start
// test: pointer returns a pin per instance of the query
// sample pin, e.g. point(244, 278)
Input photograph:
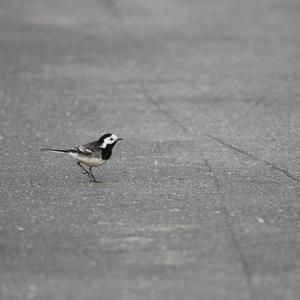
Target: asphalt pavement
point(201, 199)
end
Retype the data above word for word, line by line, but leave out the picture.

> _Expected answer_:
// test: pointer returns a pin per instance of the query
// sample pin, e.g. point(244, 278)
Input photograph:
Target: asphalt pavement
point(201, 199)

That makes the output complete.